* _DOCUMENT EXTRACT_
Content starts
Maryland's Eastern Shore region boasts an array of manufacturers involved in developing innovative products and services.
When Maryland native and veteran guitar builder Joe Knaggs left one of the country’s largest guitar companies in 2009 to form Knaggs Guitars, he searched his home state for a location and found himself drawn to Caroline County in Maryland’s Eastern Shore region.
“The people here have been wonderful to work with,” Knaggs says, noting the Caroline County Economic Development Corporation in particular. “They helped us get loans in the beginning to start the business, and they recently worked with us on another loan.”
At his Greensboro facility, Knaggs, his partner Peter Wolf, and their staff of designers and luthiers create impeccably styled, high-end guitars for a worldwide market of musicians that includes Nils Lofgren, a member of the E Street Band who backs Bruce Springsteen. The instruments are exported to Germany, Japan and England and distributed nationally, the styles of which are all named after American Indian river names, including rivers and tributaries to the Chesapeake Bay.
Diverse Companies, Innovative Products
Maryland’s Eastern Shore is home to an array of manufacturers, many of which fabricate innovative products that are sold globally. From plastics to yachts and guitars to medical devices, the region’s rich manufacturing history, strong work ethic, and strategic location approximately 70 miles from Baltimore and the nation’s capital make it an ideal location to make and ship products.
Content ends
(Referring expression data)
Content starts
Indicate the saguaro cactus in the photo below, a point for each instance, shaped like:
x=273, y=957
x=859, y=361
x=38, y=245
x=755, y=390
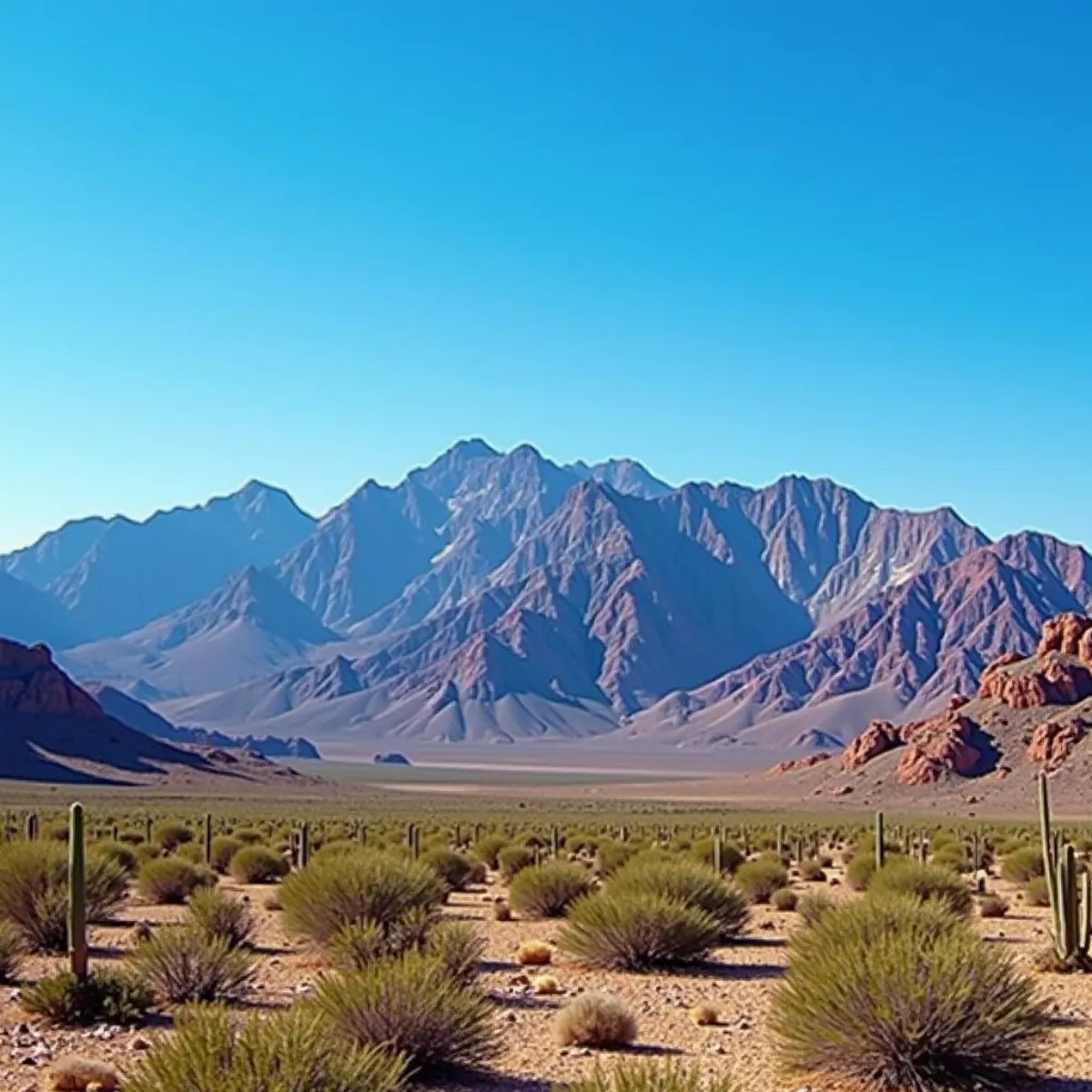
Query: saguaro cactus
x=1070, y=893
x=77, y=895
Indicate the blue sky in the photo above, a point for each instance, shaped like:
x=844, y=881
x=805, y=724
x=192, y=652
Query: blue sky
x=319, y=243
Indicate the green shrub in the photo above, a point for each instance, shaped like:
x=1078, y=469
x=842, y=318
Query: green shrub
x=11, y=953
x=899, y=994
x=414, y=1007
x=168, y=882
x=181, y=964
x=549, y=890
x=359, y=888
x=860, y=872
x=1024, y=865
x=217, y=915
x=759, y=879
x=123, y=855
x=223, y=849
x=923, y=882
x=512, y=860
x=686, y=882
x=453, y=868
x=103, y=997
x=1037, y=893
x=595, y=1019
x=672, y=1076
x=255, y=864
x=637, y=932
x=487, y=847
x=169, y=834
x=211, y=1051
x=34, y=891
Content ends
* _REQUIRED WORK_
In the Eastern Shore manufacturing article, retype everything from "Maryland's Eastern Shore" down to "Eastern Shore region." without changing a word.

* _RESULT OF THE TASK_
Maryland's Eastern Shore region boasts an array of manufacturers involved in developing innovative products and services.
When Maryland native and veteran guitar builder Joe Knaggs left one of the country’s largest guitar companies in 2009 to form Knaggs Guitars, he searched his home state for a location and found himself drawn to Caroline County in Maryland’s Eastern Shore region.